═════ Material for this task ═════

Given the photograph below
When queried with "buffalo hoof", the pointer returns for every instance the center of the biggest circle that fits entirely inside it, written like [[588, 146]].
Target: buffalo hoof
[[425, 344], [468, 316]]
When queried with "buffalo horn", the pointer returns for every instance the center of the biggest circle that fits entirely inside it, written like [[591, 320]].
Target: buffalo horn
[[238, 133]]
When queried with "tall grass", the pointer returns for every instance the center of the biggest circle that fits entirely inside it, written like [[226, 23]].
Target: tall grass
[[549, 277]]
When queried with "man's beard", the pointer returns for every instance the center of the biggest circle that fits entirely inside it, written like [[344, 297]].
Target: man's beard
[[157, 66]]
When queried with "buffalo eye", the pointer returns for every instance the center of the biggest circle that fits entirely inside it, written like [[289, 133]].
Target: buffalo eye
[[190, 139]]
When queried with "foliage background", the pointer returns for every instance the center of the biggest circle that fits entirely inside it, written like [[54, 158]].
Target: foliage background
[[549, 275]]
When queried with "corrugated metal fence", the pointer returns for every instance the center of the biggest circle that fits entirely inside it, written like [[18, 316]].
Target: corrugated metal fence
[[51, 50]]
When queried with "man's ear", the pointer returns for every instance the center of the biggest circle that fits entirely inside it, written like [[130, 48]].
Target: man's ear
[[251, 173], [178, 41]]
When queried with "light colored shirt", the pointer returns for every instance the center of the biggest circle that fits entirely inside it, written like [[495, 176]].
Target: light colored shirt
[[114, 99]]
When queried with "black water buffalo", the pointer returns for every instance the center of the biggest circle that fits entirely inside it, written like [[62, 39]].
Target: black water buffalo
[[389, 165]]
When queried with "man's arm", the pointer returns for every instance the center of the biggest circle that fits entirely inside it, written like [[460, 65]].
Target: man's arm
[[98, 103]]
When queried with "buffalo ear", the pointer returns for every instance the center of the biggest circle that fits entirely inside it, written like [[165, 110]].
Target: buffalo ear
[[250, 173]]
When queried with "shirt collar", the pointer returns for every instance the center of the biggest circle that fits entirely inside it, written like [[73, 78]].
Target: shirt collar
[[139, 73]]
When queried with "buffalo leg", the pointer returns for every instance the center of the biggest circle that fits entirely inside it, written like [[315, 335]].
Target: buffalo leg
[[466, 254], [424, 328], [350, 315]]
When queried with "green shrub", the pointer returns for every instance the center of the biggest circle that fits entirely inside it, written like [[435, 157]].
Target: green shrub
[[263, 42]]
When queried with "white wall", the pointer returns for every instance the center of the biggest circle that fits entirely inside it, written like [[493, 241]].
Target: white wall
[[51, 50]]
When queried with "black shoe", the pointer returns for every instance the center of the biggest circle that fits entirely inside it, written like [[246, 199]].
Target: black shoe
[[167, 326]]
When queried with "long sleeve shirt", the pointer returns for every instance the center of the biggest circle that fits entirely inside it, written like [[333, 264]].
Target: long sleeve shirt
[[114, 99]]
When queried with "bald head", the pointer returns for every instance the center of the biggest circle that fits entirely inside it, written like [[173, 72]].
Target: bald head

═════

**What to work on**
Put the lines of the entries above, from the line with "like [[18, 316]]." up to and including the line with "[[389, 165]]", into a numbered list, leaving out any blank lines.

**Finished task**
1. When queried with "corrugated metal fence", the pointer returns for every instance the center of the biggest circle that fits entirely inside it, written like [[18, 316]].
2. Target: corrugated metal fence
3. [[51, 50]]
4. When queried with "man's ear", the pointer returns for every instance the center of the biggest circle that fits entirely inside it, written like [[130, 48]].
5. Target: man's ear
6. [[251, 173], [178, 41]]
7. When queried with "light colored shirt", the pointer returns for every instance the center of the biggest circle that fits entirely inside it, written like [[495, 176]].
8. Target: light colored shirt
9. [[114, 99]]
10. When queried with "black water buffalo", the pointer returns for every instance the center of the biggest circle that fits entirely inside it, written like [[62, 39]].
11. Target: black water buffalo
12. [[389, 165]]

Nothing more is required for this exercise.